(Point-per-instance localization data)
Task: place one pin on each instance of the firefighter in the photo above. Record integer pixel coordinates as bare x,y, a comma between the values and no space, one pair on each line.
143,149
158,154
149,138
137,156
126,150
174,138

> [Aim of the task] Print the data above exactly as it reads.

> [The completed task]
Task: place one pin on each instance of the firefighter in the photo above. Record integer pixel coordinates as bare x,y, a comma between the values and no space, one pair on each line.
143,149
158,154
149,138
137,156
126,150
174,138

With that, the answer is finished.